_书面任务:_ 请统计下方记录中包含字符串“panel”的行数（区分大小写），只给出这个数字。

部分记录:
↓↓↓

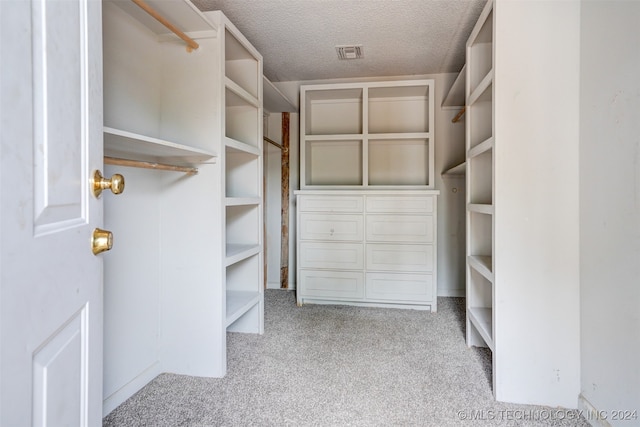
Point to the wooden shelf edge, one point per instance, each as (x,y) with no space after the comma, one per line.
(481,318)
(118,142)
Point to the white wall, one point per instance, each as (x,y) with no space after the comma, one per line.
(536,247)
(449,151)
(610,208)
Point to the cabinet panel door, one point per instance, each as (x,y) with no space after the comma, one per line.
(399,287)
(336,203)
(347,256)
(400,228)
(331,284)
(331,227)
(409,258)
(400,204)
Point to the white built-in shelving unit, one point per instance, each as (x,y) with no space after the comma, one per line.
(367,209)
(480,141)
(186,266)
(241,159)
(367,135)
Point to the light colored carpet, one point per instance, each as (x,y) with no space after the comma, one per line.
(340,366)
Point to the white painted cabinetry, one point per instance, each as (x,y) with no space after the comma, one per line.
(480,183)
(367,135)
(186,265)
(367,248)
(367,208)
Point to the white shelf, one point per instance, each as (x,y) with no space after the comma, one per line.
(336,137)
(242,96)
(406,135)
(241,146)
(484,146)
(481,318)
(457,170)
(237,252)
(240,302)
(120,143)
(480,208)
(242,201)
(482,86)
(482,264)
(455,96)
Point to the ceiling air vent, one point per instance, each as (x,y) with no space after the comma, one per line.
(349,52)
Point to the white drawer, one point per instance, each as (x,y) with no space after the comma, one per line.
(331,284)
(400,228)
(331,227)
(347,256)
(336,203)
(400,287)
(400,204)
(407,258)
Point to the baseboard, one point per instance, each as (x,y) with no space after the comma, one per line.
(593,416)
(457,293)
(130,388)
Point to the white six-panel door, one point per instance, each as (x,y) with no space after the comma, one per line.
(50,281)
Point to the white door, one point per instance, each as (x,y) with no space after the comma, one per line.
(50,281)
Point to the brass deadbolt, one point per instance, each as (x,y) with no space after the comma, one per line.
(101,241)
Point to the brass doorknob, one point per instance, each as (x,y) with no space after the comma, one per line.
(115,183)
(101,241)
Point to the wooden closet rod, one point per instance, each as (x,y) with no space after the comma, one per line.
(149,165)
(456,119)
(191,44)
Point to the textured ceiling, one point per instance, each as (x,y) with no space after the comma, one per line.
(297,38)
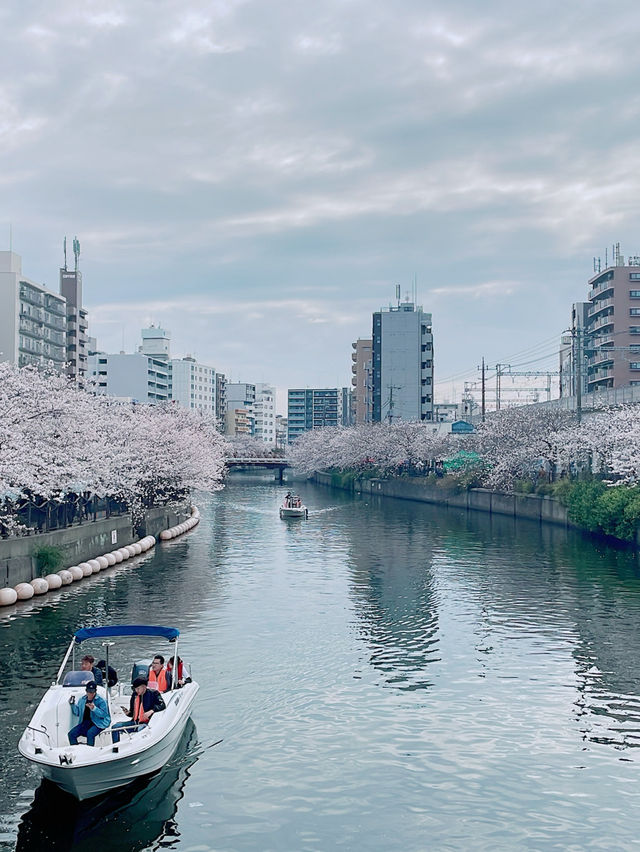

↑↑↑

_参考答案:_ 2